**Job**.
Starting at the line that contains "tag the cap brim, one point per instance.", print every remaining line of the entries, unchanged, and output nothing more.

**Information given**.
>> BEGIN
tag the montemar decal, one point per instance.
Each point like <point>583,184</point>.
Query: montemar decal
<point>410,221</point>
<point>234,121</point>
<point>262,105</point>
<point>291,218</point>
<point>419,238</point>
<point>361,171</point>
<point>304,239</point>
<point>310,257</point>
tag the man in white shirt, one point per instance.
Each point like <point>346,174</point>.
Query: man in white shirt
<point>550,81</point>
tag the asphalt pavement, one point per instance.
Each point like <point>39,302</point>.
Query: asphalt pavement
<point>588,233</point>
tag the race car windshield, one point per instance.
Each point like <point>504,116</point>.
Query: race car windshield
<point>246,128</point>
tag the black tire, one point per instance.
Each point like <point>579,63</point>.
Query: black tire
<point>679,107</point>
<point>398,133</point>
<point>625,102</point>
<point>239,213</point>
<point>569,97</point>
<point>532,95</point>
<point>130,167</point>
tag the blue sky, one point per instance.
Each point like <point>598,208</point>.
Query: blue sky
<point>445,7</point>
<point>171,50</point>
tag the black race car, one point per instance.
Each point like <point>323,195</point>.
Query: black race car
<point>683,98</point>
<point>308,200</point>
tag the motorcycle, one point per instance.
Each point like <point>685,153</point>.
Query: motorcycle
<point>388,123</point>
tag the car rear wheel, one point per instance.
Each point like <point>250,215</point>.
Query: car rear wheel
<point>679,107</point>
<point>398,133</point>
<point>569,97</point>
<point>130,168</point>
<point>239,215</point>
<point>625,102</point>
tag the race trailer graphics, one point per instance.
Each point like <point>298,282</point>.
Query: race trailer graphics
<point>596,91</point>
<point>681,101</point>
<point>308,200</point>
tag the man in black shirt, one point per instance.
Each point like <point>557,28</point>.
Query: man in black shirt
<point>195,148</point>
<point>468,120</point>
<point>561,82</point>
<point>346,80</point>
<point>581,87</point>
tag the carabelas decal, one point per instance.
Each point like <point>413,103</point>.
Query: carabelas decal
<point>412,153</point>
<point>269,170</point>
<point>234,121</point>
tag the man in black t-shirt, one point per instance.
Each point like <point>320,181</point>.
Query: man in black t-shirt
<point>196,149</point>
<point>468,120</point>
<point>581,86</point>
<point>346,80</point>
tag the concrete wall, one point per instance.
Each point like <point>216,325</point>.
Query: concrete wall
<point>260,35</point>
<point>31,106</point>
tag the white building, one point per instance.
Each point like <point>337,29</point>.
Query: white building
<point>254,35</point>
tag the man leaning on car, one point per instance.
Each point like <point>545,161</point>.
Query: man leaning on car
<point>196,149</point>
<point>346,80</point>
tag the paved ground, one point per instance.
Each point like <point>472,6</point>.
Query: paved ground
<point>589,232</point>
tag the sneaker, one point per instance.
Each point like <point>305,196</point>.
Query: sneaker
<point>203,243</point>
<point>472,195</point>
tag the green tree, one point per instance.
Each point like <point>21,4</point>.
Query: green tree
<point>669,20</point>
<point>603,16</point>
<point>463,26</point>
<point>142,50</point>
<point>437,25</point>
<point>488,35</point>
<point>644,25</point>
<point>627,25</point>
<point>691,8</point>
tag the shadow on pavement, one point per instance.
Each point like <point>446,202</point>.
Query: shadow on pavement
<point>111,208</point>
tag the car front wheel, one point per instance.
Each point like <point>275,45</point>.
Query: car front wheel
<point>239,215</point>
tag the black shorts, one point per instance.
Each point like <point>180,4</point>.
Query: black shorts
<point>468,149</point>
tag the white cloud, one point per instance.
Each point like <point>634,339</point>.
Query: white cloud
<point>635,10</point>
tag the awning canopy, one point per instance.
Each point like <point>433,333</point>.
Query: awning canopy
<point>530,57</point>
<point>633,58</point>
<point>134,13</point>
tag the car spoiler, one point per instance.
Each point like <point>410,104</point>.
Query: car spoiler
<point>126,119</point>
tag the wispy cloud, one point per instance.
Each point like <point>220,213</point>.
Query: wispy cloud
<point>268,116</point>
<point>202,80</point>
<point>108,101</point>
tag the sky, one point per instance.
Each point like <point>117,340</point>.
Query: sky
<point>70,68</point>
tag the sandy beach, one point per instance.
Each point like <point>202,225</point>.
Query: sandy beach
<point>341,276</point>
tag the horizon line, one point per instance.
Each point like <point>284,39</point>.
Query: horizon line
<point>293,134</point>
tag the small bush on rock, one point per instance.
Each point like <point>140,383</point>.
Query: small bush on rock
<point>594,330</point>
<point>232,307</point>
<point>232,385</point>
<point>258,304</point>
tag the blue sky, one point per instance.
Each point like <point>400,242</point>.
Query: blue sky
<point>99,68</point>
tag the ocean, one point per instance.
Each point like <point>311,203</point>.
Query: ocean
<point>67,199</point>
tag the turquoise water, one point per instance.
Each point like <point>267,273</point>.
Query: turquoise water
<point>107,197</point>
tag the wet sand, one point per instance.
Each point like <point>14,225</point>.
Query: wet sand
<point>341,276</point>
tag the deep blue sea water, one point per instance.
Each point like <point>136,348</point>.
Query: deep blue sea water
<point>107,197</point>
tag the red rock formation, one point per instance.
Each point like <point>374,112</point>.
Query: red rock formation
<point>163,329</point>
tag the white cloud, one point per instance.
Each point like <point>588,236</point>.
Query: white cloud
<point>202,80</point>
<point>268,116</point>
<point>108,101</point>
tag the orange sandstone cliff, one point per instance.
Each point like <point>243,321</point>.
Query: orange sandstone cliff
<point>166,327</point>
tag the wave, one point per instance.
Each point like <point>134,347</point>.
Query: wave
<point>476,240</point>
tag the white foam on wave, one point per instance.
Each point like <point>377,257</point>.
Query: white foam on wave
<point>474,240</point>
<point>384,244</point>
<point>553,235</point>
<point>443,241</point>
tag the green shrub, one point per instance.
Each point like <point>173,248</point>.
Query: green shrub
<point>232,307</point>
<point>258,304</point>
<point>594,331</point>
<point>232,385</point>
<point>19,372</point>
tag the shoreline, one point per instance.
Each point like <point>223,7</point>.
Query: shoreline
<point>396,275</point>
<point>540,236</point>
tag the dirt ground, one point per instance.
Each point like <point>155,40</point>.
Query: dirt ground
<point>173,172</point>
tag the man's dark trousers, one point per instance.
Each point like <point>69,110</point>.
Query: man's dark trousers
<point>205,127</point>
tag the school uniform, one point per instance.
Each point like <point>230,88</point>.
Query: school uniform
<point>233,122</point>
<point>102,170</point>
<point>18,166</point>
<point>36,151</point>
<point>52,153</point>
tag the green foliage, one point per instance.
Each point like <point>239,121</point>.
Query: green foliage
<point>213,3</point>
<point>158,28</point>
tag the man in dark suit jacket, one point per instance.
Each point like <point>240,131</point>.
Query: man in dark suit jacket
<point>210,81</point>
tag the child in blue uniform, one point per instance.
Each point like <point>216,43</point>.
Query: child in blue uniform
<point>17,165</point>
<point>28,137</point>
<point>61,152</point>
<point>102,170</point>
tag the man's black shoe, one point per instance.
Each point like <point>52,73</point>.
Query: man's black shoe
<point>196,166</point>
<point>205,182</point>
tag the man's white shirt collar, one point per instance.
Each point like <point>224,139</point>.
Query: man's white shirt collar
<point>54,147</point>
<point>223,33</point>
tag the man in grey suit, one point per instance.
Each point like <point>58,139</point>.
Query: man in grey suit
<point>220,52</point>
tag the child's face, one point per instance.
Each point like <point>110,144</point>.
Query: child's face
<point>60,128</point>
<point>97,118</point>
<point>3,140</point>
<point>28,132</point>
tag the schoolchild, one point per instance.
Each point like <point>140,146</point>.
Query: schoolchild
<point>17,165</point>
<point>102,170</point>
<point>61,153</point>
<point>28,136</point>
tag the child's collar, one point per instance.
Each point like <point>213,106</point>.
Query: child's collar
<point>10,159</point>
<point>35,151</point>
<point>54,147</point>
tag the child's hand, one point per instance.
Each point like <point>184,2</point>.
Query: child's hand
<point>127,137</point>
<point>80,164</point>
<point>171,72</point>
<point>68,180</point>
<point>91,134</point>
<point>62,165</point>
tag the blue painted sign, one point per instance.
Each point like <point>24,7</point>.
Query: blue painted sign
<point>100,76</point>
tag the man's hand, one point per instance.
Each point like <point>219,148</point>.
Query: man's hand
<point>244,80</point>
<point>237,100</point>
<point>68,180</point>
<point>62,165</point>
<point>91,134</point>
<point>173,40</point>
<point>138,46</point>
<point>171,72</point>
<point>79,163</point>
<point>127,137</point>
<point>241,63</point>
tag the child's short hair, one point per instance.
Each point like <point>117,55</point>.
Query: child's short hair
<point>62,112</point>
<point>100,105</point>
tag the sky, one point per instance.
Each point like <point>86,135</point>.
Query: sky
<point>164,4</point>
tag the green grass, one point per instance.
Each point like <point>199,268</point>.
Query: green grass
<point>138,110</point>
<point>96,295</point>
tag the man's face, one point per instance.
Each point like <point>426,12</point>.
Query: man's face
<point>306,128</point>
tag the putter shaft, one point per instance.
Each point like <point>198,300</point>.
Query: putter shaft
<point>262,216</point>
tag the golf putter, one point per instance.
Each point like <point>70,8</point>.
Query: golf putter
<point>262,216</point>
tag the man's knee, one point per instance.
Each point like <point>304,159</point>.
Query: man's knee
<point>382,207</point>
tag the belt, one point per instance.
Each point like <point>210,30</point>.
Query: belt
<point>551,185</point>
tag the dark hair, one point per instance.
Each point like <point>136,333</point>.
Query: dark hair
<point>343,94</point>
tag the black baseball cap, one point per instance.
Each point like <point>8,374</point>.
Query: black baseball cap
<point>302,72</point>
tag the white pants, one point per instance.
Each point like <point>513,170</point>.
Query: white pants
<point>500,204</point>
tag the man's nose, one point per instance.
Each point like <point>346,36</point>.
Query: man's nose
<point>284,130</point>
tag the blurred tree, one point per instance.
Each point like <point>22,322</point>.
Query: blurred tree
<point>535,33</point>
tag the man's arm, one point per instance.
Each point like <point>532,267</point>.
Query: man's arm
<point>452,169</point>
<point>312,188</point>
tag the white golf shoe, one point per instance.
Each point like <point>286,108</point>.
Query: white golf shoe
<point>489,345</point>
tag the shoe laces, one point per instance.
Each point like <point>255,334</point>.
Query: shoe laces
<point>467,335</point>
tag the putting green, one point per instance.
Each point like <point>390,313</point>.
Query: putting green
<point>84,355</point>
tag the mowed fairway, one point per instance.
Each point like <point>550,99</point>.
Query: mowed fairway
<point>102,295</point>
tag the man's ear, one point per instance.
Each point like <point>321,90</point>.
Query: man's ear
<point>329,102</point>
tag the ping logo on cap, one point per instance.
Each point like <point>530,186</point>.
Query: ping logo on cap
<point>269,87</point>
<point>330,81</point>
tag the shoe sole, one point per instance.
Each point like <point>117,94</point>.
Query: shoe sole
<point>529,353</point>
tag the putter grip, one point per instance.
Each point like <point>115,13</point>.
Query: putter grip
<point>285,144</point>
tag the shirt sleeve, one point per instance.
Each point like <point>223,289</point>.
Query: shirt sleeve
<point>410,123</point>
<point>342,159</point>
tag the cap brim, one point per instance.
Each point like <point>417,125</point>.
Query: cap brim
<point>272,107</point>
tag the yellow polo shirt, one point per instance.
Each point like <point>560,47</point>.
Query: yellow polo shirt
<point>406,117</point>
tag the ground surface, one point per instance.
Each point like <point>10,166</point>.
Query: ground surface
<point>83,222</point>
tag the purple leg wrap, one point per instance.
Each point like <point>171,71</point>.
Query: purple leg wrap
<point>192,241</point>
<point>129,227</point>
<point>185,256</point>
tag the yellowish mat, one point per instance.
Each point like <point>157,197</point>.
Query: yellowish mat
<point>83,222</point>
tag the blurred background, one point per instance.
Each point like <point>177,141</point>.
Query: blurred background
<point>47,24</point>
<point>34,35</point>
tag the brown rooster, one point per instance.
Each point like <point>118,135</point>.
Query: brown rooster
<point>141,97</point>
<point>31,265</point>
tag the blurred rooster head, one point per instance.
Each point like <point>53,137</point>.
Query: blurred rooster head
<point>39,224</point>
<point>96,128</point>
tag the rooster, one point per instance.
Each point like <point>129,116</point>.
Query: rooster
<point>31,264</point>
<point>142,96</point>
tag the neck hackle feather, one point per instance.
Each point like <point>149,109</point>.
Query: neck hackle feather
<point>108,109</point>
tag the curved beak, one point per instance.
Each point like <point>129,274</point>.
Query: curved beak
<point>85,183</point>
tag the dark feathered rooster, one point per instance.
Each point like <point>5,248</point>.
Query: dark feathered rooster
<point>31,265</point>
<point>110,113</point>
>> END
**Correct output**.
tag the cap brim, one point per instance.
Each point like <point>417,125</point>.
Query: cap brim
<point>272,107</point>
tag the yellow polo shirt, one point per instance.
Each point like <point>560,47</point>.
Query: yellow polo shirt
<point>406,117</point>
tag the ground surface, one point per instance.
Each point like <point>10,166</point>.
Query: ground surface
<point>83,222</point>
tag the purple leg wrap, one point per instance.
Each point like <point>171,71</point>.
Query: purple leg wrap
<point>192,241</point>
<point>129,227</point>
<point>185,256</point>
tag the yellowish mat, one point per instance.
Each point like <point>157,197</point>.
Query: yellowish mat
<point>83,222</point>
tag the blurred background, one point per instance.
Each point like <point>177,141</point>.
Query: blurred background
<point>47,24</point>
<point>34,35</point>
tag the brown rooster, one point per instance.
Each point like <point>118,135</point>.
Query: brown rooster
<point>141,97</point>
<point>31,265</point>
tag the blurred rooster head, one point per instance.
Each point like <point>53,137</point>.
Query: blurred rooster head
<point>39,224</point>
<point>96,128</point>
tag the rooster, one point per instance.
Each point like <point>129,116</point>.
Query: rooster
<point>31,264</point>
<point>142,96</point>
tag the neck hackle feather, one point per instance.
Each point like <point>149,109</point>.
Query: neck hackle feather
<point>108,109</point>
tag the curved beak, one point per instance.
Each point like <point>129,274</point>.
Query: curved beak
<point>85,183</point>
tag the dark feathered rooster, one point per instance.
Each point like <point>5,248</point>.
Query: dark feathered rooster
<point>31,265</point>
<point>110,113</point>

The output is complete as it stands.